> _Problem requirements_: Please return every line of the entries below without changing anything.

++++ Material supplied

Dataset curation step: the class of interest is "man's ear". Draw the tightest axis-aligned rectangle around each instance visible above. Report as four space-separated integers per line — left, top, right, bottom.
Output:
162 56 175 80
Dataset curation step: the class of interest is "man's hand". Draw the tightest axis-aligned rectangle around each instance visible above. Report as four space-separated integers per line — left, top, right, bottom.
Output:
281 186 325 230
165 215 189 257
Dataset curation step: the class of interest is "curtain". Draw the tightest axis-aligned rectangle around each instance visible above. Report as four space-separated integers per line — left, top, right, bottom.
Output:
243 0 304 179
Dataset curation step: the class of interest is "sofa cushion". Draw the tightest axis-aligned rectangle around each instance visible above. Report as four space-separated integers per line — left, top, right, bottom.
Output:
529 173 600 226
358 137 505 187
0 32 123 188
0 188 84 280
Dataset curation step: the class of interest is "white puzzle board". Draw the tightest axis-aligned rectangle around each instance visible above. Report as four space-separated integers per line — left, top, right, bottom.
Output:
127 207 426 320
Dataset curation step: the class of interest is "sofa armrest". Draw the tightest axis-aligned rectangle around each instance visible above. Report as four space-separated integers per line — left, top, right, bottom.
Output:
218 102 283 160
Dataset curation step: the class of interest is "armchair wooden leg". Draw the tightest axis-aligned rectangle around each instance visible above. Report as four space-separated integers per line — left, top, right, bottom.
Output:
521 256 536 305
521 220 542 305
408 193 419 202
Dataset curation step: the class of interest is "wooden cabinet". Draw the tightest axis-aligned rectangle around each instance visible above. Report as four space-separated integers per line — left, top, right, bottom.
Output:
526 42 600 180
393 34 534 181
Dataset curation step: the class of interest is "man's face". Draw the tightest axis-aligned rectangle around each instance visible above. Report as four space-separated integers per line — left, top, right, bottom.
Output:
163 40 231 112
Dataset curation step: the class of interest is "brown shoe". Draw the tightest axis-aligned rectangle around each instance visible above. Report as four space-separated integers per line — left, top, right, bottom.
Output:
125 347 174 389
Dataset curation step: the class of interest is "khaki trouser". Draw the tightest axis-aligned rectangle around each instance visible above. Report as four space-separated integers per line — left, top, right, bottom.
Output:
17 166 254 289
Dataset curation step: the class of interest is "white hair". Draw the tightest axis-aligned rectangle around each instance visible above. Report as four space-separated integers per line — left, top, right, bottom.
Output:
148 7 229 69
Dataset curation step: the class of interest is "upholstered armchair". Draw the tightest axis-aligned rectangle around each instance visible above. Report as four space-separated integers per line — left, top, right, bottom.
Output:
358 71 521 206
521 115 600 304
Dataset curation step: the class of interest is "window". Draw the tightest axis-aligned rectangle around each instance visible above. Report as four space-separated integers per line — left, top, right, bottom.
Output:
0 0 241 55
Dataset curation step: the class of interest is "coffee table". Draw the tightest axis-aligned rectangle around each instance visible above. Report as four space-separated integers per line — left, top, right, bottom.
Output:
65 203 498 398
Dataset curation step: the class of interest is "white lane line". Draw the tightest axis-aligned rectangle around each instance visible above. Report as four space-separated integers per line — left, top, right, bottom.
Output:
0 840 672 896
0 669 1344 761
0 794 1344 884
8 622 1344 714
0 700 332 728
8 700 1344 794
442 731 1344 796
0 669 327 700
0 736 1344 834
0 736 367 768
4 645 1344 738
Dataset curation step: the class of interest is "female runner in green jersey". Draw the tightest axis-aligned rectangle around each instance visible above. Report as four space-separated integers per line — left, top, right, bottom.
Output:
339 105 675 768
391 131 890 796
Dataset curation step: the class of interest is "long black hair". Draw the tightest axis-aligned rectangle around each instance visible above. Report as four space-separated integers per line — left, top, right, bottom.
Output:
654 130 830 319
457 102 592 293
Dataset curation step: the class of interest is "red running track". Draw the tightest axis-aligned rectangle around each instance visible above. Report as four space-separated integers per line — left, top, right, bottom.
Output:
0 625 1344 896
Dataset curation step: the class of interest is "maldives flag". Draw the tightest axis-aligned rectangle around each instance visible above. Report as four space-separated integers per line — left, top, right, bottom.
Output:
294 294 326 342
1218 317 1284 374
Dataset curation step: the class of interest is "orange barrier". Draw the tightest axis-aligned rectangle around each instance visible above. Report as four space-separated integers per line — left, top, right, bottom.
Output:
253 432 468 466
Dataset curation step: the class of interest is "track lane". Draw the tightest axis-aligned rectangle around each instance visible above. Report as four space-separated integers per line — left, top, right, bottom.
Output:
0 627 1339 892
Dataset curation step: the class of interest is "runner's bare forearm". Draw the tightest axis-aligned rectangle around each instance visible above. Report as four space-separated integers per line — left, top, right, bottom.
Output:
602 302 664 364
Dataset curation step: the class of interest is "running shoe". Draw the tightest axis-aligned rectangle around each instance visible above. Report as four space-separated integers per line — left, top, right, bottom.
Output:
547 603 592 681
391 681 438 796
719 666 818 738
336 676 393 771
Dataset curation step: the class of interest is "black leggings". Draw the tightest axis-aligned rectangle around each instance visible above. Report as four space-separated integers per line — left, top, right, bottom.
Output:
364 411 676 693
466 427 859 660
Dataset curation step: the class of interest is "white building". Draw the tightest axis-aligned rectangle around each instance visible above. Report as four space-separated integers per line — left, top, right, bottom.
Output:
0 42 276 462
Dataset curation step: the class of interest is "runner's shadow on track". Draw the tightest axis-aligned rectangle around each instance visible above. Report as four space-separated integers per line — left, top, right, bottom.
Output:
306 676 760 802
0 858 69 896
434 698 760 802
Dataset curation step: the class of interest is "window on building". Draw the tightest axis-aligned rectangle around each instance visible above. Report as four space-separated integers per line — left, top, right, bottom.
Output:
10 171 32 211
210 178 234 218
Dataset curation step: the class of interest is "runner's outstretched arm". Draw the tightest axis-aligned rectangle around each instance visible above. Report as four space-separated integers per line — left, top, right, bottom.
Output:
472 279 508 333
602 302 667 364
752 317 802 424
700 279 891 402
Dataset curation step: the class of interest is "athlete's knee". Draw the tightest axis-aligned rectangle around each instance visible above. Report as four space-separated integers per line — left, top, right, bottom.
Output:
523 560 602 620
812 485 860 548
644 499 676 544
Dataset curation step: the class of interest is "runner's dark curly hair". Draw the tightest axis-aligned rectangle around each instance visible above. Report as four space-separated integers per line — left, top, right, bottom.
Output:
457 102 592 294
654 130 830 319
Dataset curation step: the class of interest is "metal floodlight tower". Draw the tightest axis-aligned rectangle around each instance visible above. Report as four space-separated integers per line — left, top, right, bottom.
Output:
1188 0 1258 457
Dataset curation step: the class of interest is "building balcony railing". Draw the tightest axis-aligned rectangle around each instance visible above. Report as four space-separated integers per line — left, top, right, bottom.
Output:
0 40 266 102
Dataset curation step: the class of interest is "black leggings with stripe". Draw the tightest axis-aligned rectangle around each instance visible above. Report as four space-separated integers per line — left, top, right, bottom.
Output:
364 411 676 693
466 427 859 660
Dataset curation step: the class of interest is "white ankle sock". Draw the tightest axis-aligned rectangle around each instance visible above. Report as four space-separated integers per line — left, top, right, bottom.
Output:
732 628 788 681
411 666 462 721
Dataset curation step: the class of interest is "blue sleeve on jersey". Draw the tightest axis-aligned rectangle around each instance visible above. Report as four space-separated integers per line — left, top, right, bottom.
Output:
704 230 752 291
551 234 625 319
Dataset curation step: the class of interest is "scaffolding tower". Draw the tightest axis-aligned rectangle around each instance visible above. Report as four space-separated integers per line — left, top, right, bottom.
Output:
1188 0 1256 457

++++++++

> _Task result_:
Dataset curation step: the class of interest is "man's ear". Draw the tightest axis-aligned rectangle around each instance visible above. Report as four space-separated integers per line — left, top, right, bottom.
Output:
162 56 175 80
Dataset curation step: the class of interest is "man's hand". Draw the tightest axis-aligned rectangle around each instance visible above. Report as four space-separated integers per line — left, top, right, bottom.
Output:
281 186 325 230
165 215 189 257
Dataset curation step: the class of interest is "curtain". Draw the tightest axis-aligned rectangle around each instance visible above. Report as four space-separated integers per line — left, top, right, bottom.
Output:
243 0 304 179
Dataset curation step: the class of interest is "sofa cushion". Draw the tightest axis-aligned rectangle around each instance visible above. Report as four space-separated integers per line — left, top, right, bottom.
Output:
529 173 600 226
358 137 505 187
0 32 123 188
0 188 84 280
Dataset curation step: the class of interest is "white puzzle board". Draw the tightest axis-aligned rectangle around each instance visible above. Report as four space-separated integers per line — left, top, right, bottom.
Output:
127 207 426 320
Dataset curation step: the class of interest is "sofa armrest". Draw the tightest axis-aligned rectangle around each instance visible above. Report as four space-separated integers per line — left, top, right, bottom.
Output:
218 102 283 160
Dataset curation step: the class of interest is "armchair wooden leg". Draw the tightest axis-aligned rectangle around each instance visible above. Report as four space-separated integers per line — left, top, right, bottom.
Output:
521 256 536 305
521 220 542 305
408 193 419 202
Dataset curation step: the class of interest is "wooden cabinet". Draw the tightest axis-aligned rectangle around each instance visible above. Report as four space-separated integers per line — left, top, right, bottom.
Output:
526 42 600 180
393 34 534 181
Dataset curation step: the class of interest is "man's face". Draw the tightest axis-aligned rectangle around each instance visible above. Report as four space-separated integers per line — left, top, right, bottom.
Output:
163 40 231 112
Dataset curation step: the class of interest is "brown shoe". Draw the tightest axis-aligned rectangle around each instance visible above. Report as four space-separated integers per line — left, top, right, bottom.
Output:
125 347 174 389
Dataset curation step: the class of interest is "khaki trouser". Draw the tightest axis-aligned rectangle around each instance visible above. Report as four space-separated integers per line — left, top, right, bottom.
Output:
17 166 254 289
Dataset curation step: the class of interest is "white hair". Draw the tightest axis-aligned rectangle around each instance visible above. Report as four space-separated integers per line — left, top, right, bottom.
Output:
148 7 229 69
Dataset curation step: the class of interest is "upholstered armchair". Draw the tightest axis-aligned rectangle around each instance visible above. Report as four space-separated integers per line — left, top, right, bottom.
Output:
358 71 521 206
521 115 600 304
Dataset curation step: the class of interest is "window". Draw the tightest axis-aligned rectangle around each instance visible above. Report as four space-separated integers per line — left, top, right, bottom.
Output:
0 0 241 55
Dataset curation step: the class of interest is "coffee table". Draw the tightest axis-aligned rectangle around each instance visible above. Report as four space-separated integers per line — left, top, right, bottom.
Output:
65 203 498 398
Dataset curation step: the class of interest is "white lane line". Draw the tightest axis-aligned rectangle around each instance visible above. Report as four space-separated integers per line — left, top, right, bottom.
Output:
0 840 672 896
0 669 1344 761
0 794 1344 884
8 622 1344 714
0 700 332 728
8 700 1344 794
442 731 1344 796
0 669 327 700
0 736 1344 834
0 736 367 768
4 645 1344 738
Dataset curation step: the class of interest is "female runner in green jersey". Draw the tightest axis-aligned rectangle around each instance visible above. Report as four space-separated integers per line — left, top, right, bottom.
Output:
339 105 675 768
391 131 890 796
Dataset curation step: the class of interest is "long black hair". Draw the tightest axis-aligned rectangle around each instance visible above. Report as four space-separated integers per line — left, top, right, bottom.
Output:
654 130 830 319
457 102 592 293
Dataset curation step: the class of interest is "red running track". Draw the tightest axis-aligned rectangle around each instance visible above. Report as four space-separated integers per line — left, top, right, bottom.
Output:
0 625 1344 896
Dataset curation step: the class of interest is "maldives flag". Draw the tightest axis-aligned rectangle around each instance visible above. Report as four space-separated integers per line — left, top, right, bottom.
Output:
294 294 326 342
1218 317 1284 374
Dataset curation step: the class of interest is "orange barrier". Draw the tightest axis-aligned rectangle around each instance visible above. Report as four space-separated integers per line — left, top, right, bottom.
Output:
253 432 468 466
Dataset curation step: the class of interest is "track lane". Draw the tightest axis-aligned rectangle around each instance visible above. Report as four space-separated integers per line — left, top, right, bottom.
Output:
0 627 1339 892
Dataset curation step: the class of interest is "runner's bare forearm". Draw the tightest axis-aligned rectangle around each instance visible above. Report as four space-separated integers per line — left, top, right, bottom.
Output:
602 302 664 364
Dataset curation step: the class of interest is "running shoe". Draw the tightest axis-aligned rectangle around each instance visible above. Report as four space-separated integers per line — left, top, right, bottom.
Output:
547 603 592 681
391 681 438 796
719 666 818 738
336 676 393 771
Dataset curation step: the class of interest is "black leggings". Draw the tightest axis-aligned rectangle around each instance visible above. Report as four space-separated integers per line — left, top, right, bottom.
Output:
364 411 676 693
466 427 859 660
Dataset curation step: the class of interest is "white building". Draw the tightest axis-aligned rectangle around each instance visible above. Report as four space-separated integers per line — left, top, right, bottom.
Output:
0 42 276 462
Dataset curation step: the class of interest is "runner's shadow on track". Draw the tightest axis-aligned rectangle around each instance visible above. Report as four space-separated integers per line — left, top, right, bottom.
Output:
306 676 760 802
0 858 69 896
434 698 760 802
Dataset curation step: the class of interest is "window on building". Draw the tightest axis-aligned rectangle around each instance visible above. Report as four space-separated integers per line — left, top, right, bottom.
Output:
10 171 32 211
210 178 234 218
Dataset curation step: the class of interest is "runner's outstretched arm". Draw the tightest axis-aligned rectangle around each instance visible above. Report as four space-separated integers per line — left, top, right, bottom.
Output:
472 279 508 333
602 302 667 364
752 317 802 424
700 279 891 402
Dataset curation step: the class of interest is "athlete's knee". Draw the tightest axis-aligned rectangle around each instance visible above. Report as four space-separated integers per line — left, top, right, bottom.
Output:
523 560 602 620
812 485 860 548
644 499 676 544
Dataset curation step: the class of interest is "runner's dark curly hair". Draw the tightest axis-aligned rectangle around each instance visible above. Report as four space-separated integers per line — left, top, right, bottom.
Output:
457 102 592 294
654 130 830 319
Dataset curation step: the class of interest is "metal floodlight tower". Draw the tightest axis-aligned rectangle around each instance visible above. Report as four space-separated integers per line — left, top, right, bottom.
Output:
1188 0 1258 457
Dataset curation step: the class of interest is "building balcony railing". Draw the tightest axis-aligned rectangle around each instance visible above. Report as four space-separated integers per line — left, top, right, bottom.
Output:
0 40 266 102
Dataset curation step: the class of interest is "black leggings with stripe". Draw the tightest axis-aligned rectangle around each instance visible above. Report as four space-separated integers per line — left, top, right, bottom.
Output:
364 411 676 693
466 427 859 660
Dataset curation step: the class of interest is "white ankle sock". Draw the tightest axis-aligned rectangle around each instance visible above. Report as four space-separated integers per line — left, top, right, bottom.
Output:
732 628 788 681
411 666 462 721
Dataset curation step: the class of interest is "blue sleeve on jersey". Draw the tightest axis-aligned rectangle around each instance visible above. Report as four space-separated integers per line — left, top, right, bottom.
Output:
704 230 752 291
551 234 625 319
Dataset curation step: the class of interest is "scaffolding tower". Draw the tightest axis-aligned rectangle around each instance visible above. Report as four space-separated integers per line — left, top, right, bottom.
Output:
1188 0 1256 457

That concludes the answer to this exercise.